● **Task list**
A – Answer these questions about the blog excerpt on books:
(i) Where did Dick Van Dyke meet the young fellow whose musical friends perform with him at charity events and hospitals?
(ii) In Altar of Bones, where is the bag lady killed by a mugger?
(iii) Who put together Home Improvement Undead Edition?
B – Pick up the blog excerpt on books at the point it stops, and keep writing in the same reviewer's voice.

● **Provided text**
+ + + + + + +

And I was also impressed with his loyalty to those who helped Dick Van Dyke along his way from a childhood friend who used to do magic tricks with him and showed him how much fun it was to have an audience, and writers like Carl Reiner who knew just what to do with the raw talent that launched Dick into the public's eye on his hit TV show, to the young fellow Dick met in a Starbucks a few years ago whose group of musical friends continue to entertain with him at charity events and hospitals now and into the foreseeable future.

How nice to find someone that someone whom I've always admired has given me even more reasons to be a fan.  You go, Dick!

Wednesday, November 9, 2011

Altar of Bones

Be warned!  You may wind up with bags under your eyes once you start reading Philip Carter's Altar of Bones (#122).  If you're  like me, you won't be able to put this thriller down.  A bag lady killed by a mugger in Golden Gate Park, a Russian gulag just before World War II, a parish priest murdered in Galveston cathedral, an attorney for battered women in San Francisco and a ruthless corporate billionaire in Boston with his own personal lover and assasin on the payroll.  What ties them all together?  The altar of bones with its promise of immortality, of course.

The action never stops in this adventure as the connections between these people and events are pulled together.  What's not to like about a book that features Russian magic people with a secret in Siberia, Rasputin, and a DEA agent's father's secret past and his role in the "big kill" with a concealed film to prove his puppet masters' culpability?  It's not very plausible, but oh, such a lot of fun to read.

Philip Carter is credited as a pseudonym for an internationally acclaimed author.  If he's writing more serious minded books as his mainstay, he ought to step forward and add this entertaining thriller to his credits.  I'll be looking for more from him in the future.

Saturday, November 5, 2011

Home Improvement Undead Edition

Home Improvement Undead Edition (#121) is a collection of short stories brought to you by Charlaine Harris and Toni L. P. Kelner.  Like the previous anthologies put together by these editors, the authors of these stories were given a theme to write about - home improvement projects.  Since the other requirement is that the paranormal world must also feature into the stories, the home projects might not be quite what you're likely to see on reality TV.

+ + + + + + +

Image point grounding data
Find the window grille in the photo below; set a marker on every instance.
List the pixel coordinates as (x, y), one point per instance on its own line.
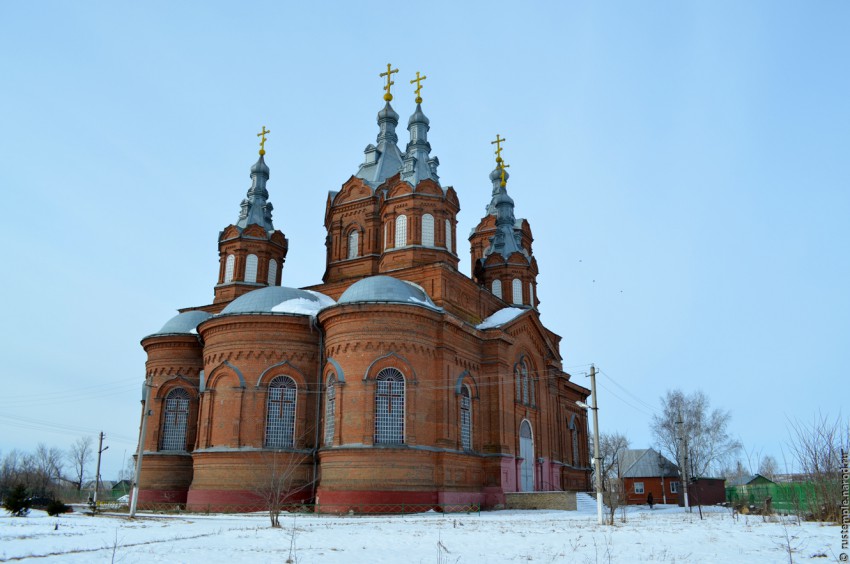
(575, 444)
(497, 288)
(280, 413)
(228, 268)
(389, 406)
(353, 244)
(272, 272)
(330, 410)
(517, 287)
(428, 230)
(518, 383)
(465, 419)
(401, 231)
(175, 420)
(251, 268)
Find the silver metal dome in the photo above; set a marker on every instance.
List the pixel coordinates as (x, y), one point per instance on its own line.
(268, 300)
(185, 322)
(386, 289)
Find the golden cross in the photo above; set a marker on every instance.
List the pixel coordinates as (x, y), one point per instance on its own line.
(503, 166)
(498, 143)
(389, 74)
(418, 80)
(263, 140)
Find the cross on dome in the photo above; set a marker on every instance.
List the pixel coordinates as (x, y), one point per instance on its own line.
(263, 140)
(418, 80)
(389, 74)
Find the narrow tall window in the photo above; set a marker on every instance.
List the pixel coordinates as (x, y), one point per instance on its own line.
(251, 268)
(389, 407)
(523, 370)
(330, 410)
(175, 420)
(280, 413)
(401, 231)
(465, 418)
(272, 272)
(497, 288)
(353, 244)
(228, 268)
(574, 433)
(428, 230)
(517, 288)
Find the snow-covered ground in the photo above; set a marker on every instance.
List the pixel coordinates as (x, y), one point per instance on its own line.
(665, 534)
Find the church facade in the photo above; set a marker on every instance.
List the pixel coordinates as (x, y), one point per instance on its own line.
(397, 380)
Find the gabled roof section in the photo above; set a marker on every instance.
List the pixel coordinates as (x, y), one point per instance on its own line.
(646, 463)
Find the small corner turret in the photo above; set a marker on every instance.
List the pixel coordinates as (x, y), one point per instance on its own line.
(500, 245)
(251, 252)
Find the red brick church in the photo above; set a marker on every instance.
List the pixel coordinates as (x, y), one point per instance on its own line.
(398, 379)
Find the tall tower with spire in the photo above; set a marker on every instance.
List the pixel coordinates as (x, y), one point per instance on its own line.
(393, 213)
(501, 245)
(251, 251)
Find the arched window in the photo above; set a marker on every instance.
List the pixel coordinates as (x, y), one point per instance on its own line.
(497, 288)
(465, 418)
(280, 413)
(428, 230)
(574, 436)
(522, 384)
(175, 420)
(330, 410)
(389, 406)
(401, 231)
(353, 244)
(228, 268)
(517, 288)
(251, 268)
(272, 272)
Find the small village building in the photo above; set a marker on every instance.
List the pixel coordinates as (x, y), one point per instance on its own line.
(645, 471)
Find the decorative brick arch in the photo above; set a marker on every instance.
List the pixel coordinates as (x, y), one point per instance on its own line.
(391, 360)
(284, 368)
(333, 366)
(222, 371)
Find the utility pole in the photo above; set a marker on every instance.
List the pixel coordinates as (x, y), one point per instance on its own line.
(683, 456)
(596, 456)
(143, 429)
(100, 449)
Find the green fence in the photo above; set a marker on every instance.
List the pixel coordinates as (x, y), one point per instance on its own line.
(785, 498)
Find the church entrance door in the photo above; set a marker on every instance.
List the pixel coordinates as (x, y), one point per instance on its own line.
(526, 452)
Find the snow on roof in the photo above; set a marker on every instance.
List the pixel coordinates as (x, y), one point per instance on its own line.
(501, 317)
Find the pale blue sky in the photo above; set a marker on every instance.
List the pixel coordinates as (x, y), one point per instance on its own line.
(683, 166)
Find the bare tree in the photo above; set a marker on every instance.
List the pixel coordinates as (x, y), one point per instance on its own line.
(769, 467)
(45, 469)
(79, 455)
(817, 448)
(705, 431)
(611, 447)
(282, 478)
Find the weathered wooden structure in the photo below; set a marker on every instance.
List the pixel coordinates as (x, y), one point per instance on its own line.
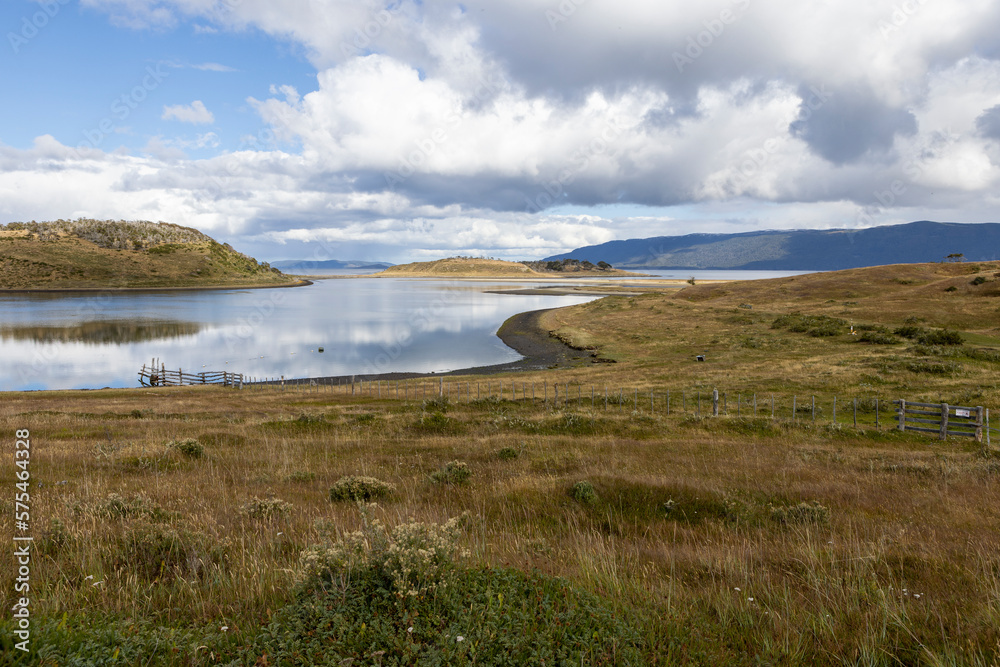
(946, 419)
(157, 375)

+ + + + + + +

● **Results**
A –
(i) In a Starbucks
(ii) In Golden Gate Park
(iii) Charlaine Harris and Toni L. P. Kelner

B –
Take the wizard who's having problems with his security system after a break-in, or the house that is a link between the mortal and supernatural worlds that human and elf inspectors both want to alter to meet building codes - simultaneously; or the bori who just want the Homeowners's Association in their development to approve a fence to protect their young ones.  The frustrations that the homeowners feel as they're refused permits, made to jump through bureaucratic hoops, overcharged, and forced to live with delay after delay on their projects is something any homerowner can relate to, even if they're not the usual problems.

Fairies, elves, wizards, raisers of the dead, ghosts, malignant houses, and vampires all play a part in these stories.  I must admit I liked some of the stories a lot more than others, and I learned that I don't know anything at all about the fantasy world of fairies and elves, nor am I likely to in the future.  There is a new Sookie Stackhouse story for all the Charlaine Harris fans, but I think my favorite story was The Path by S. J. Rozan.  It features the ghost of a Buddhist monk whose Chinese monastery was discovered by nineteenth century explorers who removed the head from a statue of Buddha in the monk's meditation cave.  The ghost can't move on to his next life until the head is recovered from a museum in New York City.  Unlike many of the other stories, it's not a violent tale, but it certainly is an imaginative home improvement project with a satisfying ending.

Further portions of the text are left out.